- _Task directions_: Every line from the one with "[[194, 106], [146, 80]]" to the end of the entries, both included, is to be copied exactly; the other lines stay out.

Point localization data
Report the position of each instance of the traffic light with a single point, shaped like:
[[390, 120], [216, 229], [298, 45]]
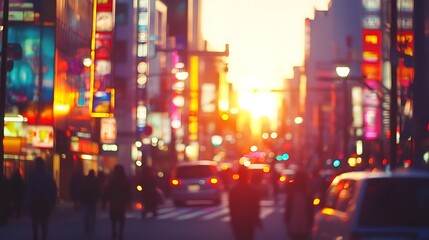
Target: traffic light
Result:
[[14, 52], [336, 163], [283, 157]]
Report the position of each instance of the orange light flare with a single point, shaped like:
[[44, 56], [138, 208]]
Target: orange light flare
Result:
[[175, 182]]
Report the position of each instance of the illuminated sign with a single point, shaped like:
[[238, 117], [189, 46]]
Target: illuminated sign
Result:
[[101, 93], [23, 11], [371, 67], [40, 136], [142, 67], [108, 130], [103, 102]]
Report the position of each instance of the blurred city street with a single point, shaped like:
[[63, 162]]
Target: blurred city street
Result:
[[190, 222]]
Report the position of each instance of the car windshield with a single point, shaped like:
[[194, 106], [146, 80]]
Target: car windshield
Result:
[[198, 171], [396, 203]]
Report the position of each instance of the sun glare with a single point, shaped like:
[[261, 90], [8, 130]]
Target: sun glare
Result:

- _Problem solution_:
[[194, 106], [146, 80]]
Target: car windshield
Result:
[[198, 171], [396, 203]]
Report the position of each instance of the sun glare with a single point, shaped like:
[[261, 90], [8, 130]]
Target: sun glare
Result:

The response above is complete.